Exercise brief → Word for word, write the lines below out again, with no pictures.

Data extract →
________

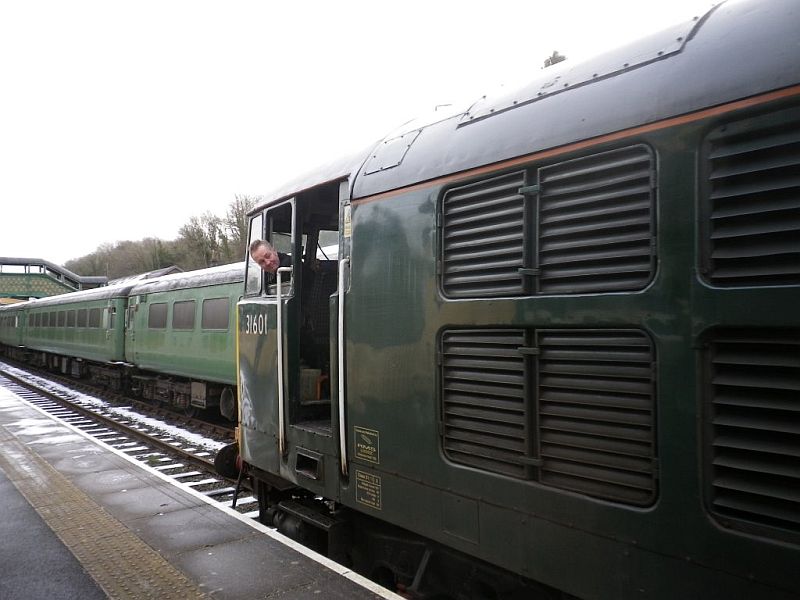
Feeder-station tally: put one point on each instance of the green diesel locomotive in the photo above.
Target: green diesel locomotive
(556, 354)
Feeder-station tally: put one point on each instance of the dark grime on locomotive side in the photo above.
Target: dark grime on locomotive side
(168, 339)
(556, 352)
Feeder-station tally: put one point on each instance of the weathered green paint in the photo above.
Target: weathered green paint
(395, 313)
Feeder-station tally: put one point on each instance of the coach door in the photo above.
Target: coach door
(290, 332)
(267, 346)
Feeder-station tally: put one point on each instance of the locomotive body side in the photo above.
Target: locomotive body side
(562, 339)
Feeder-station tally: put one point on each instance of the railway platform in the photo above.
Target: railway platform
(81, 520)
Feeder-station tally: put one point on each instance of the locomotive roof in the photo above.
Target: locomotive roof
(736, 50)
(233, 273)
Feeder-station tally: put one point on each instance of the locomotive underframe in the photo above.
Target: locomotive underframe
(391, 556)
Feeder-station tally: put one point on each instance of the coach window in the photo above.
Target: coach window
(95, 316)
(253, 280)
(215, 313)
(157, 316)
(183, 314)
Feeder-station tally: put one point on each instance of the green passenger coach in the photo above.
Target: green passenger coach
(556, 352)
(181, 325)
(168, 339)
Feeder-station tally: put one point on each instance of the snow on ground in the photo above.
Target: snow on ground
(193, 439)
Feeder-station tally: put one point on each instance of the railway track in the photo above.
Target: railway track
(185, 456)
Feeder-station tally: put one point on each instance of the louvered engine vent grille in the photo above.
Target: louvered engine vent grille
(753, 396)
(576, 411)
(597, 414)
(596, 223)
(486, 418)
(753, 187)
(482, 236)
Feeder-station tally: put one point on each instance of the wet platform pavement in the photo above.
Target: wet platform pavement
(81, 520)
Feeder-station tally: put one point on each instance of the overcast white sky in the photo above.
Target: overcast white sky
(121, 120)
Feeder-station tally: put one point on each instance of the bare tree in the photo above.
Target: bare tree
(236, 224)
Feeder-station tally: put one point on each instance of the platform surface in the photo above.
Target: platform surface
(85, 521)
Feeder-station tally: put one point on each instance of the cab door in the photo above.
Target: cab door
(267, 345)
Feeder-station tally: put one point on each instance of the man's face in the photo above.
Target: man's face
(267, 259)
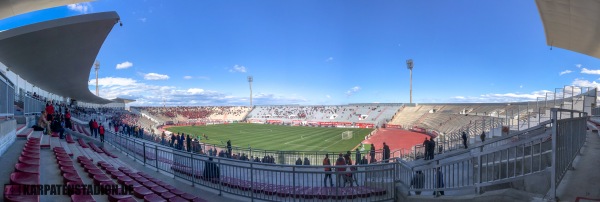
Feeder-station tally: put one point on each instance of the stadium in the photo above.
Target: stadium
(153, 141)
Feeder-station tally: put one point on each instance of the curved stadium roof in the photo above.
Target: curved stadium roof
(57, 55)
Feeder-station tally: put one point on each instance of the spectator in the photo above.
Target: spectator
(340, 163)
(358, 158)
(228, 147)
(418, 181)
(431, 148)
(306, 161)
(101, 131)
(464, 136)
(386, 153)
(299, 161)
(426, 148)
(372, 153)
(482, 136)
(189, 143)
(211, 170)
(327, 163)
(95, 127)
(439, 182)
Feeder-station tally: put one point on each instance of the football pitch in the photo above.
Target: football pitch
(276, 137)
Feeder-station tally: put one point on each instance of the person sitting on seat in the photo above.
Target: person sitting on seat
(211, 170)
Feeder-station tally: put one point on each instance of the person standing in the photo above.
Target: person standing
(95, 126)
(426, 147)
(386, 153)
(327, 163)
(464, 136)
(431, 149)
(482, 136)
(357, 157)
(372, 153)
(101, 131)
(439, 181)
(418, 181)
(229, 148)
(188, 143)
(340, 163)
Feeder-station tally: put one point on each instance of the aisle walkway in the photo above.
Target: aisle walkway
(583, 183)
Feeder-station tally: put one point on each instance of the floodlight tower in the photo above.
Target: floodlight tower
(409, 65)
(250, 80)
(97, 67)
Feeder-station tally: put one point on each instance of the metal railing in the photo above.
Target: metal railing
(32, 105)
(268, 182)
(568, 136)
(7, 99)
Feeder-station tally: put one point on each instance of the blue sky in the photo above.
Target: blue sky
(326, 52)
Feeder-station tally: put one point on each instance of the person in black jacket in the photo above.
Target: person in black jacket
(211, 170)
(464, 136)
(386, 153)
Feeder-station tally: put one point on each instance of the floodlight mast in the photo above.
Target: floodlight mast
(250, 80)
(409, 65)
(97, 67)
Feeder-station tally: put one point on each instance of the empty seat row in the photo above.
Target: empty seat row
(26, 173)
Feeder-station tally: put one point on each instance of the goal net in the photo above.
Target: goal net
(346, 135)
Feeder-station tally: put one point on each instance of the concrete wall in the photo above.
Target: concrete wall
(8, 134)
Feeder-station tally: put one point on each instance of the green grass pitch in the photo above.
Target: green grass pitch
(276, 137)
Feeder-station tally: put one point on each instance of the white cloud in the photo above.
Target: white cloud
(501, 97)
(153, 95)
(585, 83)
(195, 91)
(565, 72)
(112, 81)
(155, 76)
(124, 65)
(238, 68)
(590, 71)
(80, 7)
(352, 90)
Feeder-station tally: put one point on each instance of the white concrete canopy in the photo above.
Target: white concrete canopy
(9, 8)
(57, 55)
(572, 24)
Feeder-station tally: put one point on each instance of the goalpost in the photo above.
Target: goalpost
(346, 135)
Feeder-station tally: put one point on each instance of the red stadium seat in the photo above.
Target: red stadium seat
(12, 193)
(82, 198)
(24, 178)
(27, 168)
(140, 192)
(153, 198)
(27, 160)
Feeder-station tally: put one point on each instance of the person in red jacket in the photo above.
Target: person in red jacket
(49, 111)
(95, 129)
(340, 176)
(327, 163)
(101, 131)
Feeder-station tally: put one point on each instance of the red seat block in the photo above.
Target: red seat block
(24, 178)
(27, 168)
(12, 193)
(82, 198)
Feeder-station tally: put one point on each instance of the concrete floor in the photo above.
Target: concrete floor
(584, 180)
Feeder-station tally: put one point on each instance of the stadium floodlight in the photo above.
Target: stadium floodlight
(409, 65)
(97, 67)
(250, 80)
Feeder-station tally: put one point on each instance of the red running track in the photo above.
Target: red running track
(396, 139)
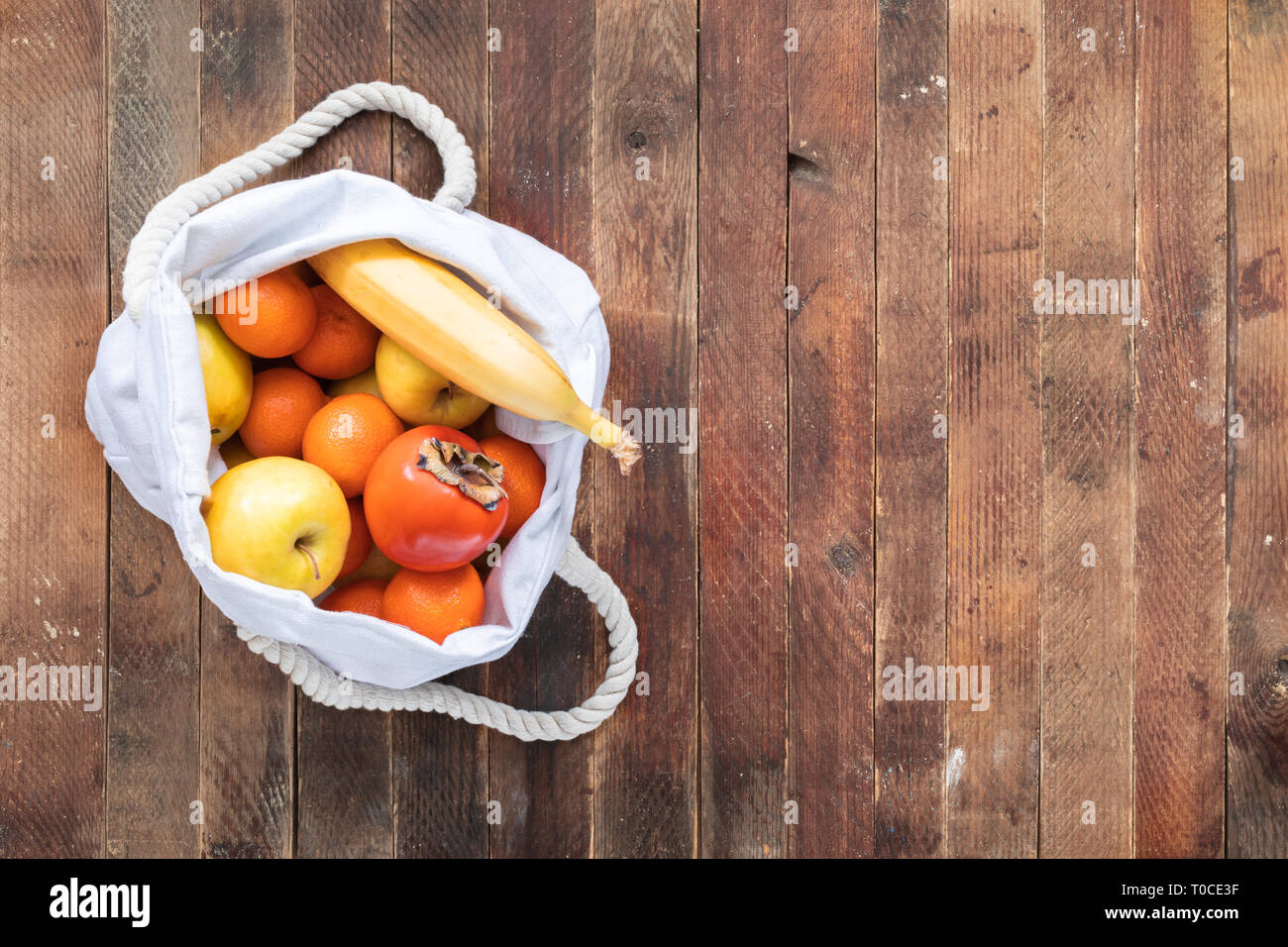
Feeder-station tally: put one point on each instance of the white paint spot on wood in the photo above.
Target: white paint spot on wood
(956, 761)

________

Reply to the exercise →
Feeder-station tally: put one point on each instance of the green diesel locomotive in the photo above.
Target: green diesel locomotive
(556, 354)
Feeder-station tally: put one point on each instance of the dark grime on locomotive side in the photo above.
Target: dark grime on locomotive side
(168, 339)
(556, 352)
Feeder-station tally: put one point on each instance of the weathered green paint in the photo above.
Target: weathered green paint
(395, 313)
Feeder-station tally: put one point on each instance of the coach door in the photo above.
Target: coach door
(290, 332)
(267, 346)
Feeder-station tally: put one point on each instance of the locomotive body side in the photo above.
Target: locomotive body side
(562, 339)
Feeder-station tally: put one point on each instance of the railway platform in the photo above.
Target: railway platform
(81, 520)
Feeder-station tally: put one point on each instance of the locomotive roof in the photo above.
Target: locomotive roof
(736, 50)
(233, 273)
Feeder-station tally: put one point on each instance of the locomotive underframe in the photo above.
Target: locomotive underframe
(391, 556)
Feeder-station tally: put one point on each instance of the coach window in the photo above.
Target: coach window
(95, 316)
(253, 280)
(215, 313)
(157, 316)
(183, 314)
Feeder-station tally: put one point on each instance of the green passenger coach in the photo above.
Target: green passenger coach
(556, 352)
(181, 325)
(168, 339)
Feeder-station tally: put one point on each instance of the snow on ground in the photo above.
Target: snow on ground
(193, 439)
Feeder-station tally: put one point on each instance of the railway track in the photo above.
Target: railway track
(185, 456)
Feeder-station tally: put one point on each instance of the louvered engine vent grille in the photo above.
Target: louvered engine vent grille
(753, 396)
(576, 411)
(597, 414)
(596, 223)
(486, 418)
(753, 187)
(482, 236)
Feeder-station tally: put one point on each instance of the wet platform pavement in the photo above.
Target: wet platform pavement
(81, 520)
Feeder-station tally: put one point on each instance of the overcast white sky in the photo above.
Target: overcast white sky
(121, 120)
Feeder-station tally: put one point on each instance of the bare tree in the photo above.
Target: bare tree
(236, 224)
Feeder-station tally: put one point on each instance of the platform surface in the photo above.
Target: platform surface
(85, 521)
Feeder-station tally: put one point on each instance of the cab door in the photo above.
Target: cab door
(267, 345)
Feeder-station tally: put one point on each instance of the man's face in the photo above.
Target: man's face
(267, 259)
Feeder-station tally: put one point on each instance of the stadium in the photo above.
Target: stadium
(153, 141)
Feeder-station tally: put one point on each instance of the curved stadium roof in the photo above.
Target: curved stadium roof
(57, 55)
Feeder-station tally: put one point on each instance of the spectator in the photo above.
Target: spectator
(340, 163)
(358, 158)
(228, 147)
(418, 181)
(431, 148)
(306, 161)
(101, 131)
(464, 136)
(386, 153)
(299, 161)
(426, 148)
(372, 153)
(482, 136)
(189, 143)
(211, 170)
(327, 163)
(95, 127)
(439, 182)
Feeder-station tally: put one point on each instance of the football pitch in the photo above.
Target: football pitch
(276, 137)
Feeder-station tally: put one point on each instance of the person sitting on seat in the photo above.
Target: person sitting on seat
(211, 170)
Feeder-station tally: put one point on each instance of the person standing in the photo above.
Target: person standing
(95, 126)
(426, 147)
(386, 153)
(327, 163)
(464, 136)
(431, 149)
(482, 136)
(357, 157)
(372, 153)
(101, 131)
(439, 181)
(418, 181)
(229, 148)
(188, 143)
(340, 163)
Feeder-station tally: put one point on each instance of the aisle walkway in the photo above.
Target: aisle walkway
(583, 183)
Feeder-station tally: put one point on each instance of the floodlight tower in the photo above.
Target: floodlight tower
(409, 65)
(250, 80)
(97, 67)
Feeder-station tally: put one point on each instance of the metal railing in the photo above.
Target: metal railing
(32, 105)
(268, 182)
(568, 136)
(7, 99)
Feeder-station tally: put one point on each instance of the blue sky in the photo above.
Target: blue sky
(326, 52)
Feeder-station tally: put one point on each instance of the person in black jacket in the photo above.
Target: person in black jacket
(211, 170)
(464, 136)
(386, 153)
Feeder-station tally: put one point on each instance of the floodlight mast in the photo above.
Target: floodlight mast
(250, 80)
(409, 65)
(97, 67)
Feeder-station tally: put one point on each instance of the empty seat row in the photo above.
Target: empty seat row
(26, 173)
Feeder-station tally: put one point on each instance of the goal net in the photo above.
Target: goal net
(346, 135)
Feeder-station tally: put one point on each instance of the concrete wall in the photo above.
Target: concrete wall
(8, 134)
Feeder-station tally: put one point on each instance of the green grass pitch in the photo above.
Target: green grass pitch
(276, 137)
Feeder-station tally: put one point on each instance of the white cloud in the photo above.
Target: white cloud
(501, 97)
(153, 95)
(585, 83)
(195, 91)
(565, 72)
(112, 81)
(155, 76)
(124, 65)
(238, 68)
(590, 71)
(80, 7)
(352, 90)
Feeder-station tally: put one point on each instance of the white concrete canopy in the photo above.
Target: white concrete canopy
(9, 8)
(57, 55)
(572, 24)
Feeder-station tally: put one point on each instance of the goalpost in the photo above.
Target: goalpost
(346, 135)
Feeder-station tally: put one point on each instance of the red stadium seat in the photo above.
Target: red stadium seat
(12, 193)
(82, 198)
(24, 178)
(27, 168)
(140, 192)
(153, 198)
(27, 160)
Feeder-station tally: put one point on each instance of the person in red jacket in the photo above.
Target: person in red jacket
(49, 111)
(95, 129)
(340, 176)
(327, 163)
(101, 131)
Feeder-station tally: put one point on each instance of the red seat block in the photo above.
Target: red seat block
(24, 178)
(27, 168)
(12, 193)
(82, 198)
Feeder-station tally: put one point on each instance of the concrete floor in the photo above.
Target: concrete floor
(584, 180)
Feeder-station tally: put one point on each instance of the stadium floodlight in the photo above.
Target: stadium floodlight
(409, 65)
(97, 67)
(250, 80)
Feeder-station tally: put one point on each instance of the red running track in the photo above.
Target: red running track
(396, 139)
Feeder-station tally: put one point on each instance of the white paint spot on wood in the photo above.
Target: white paint spot on wood
(956, 761)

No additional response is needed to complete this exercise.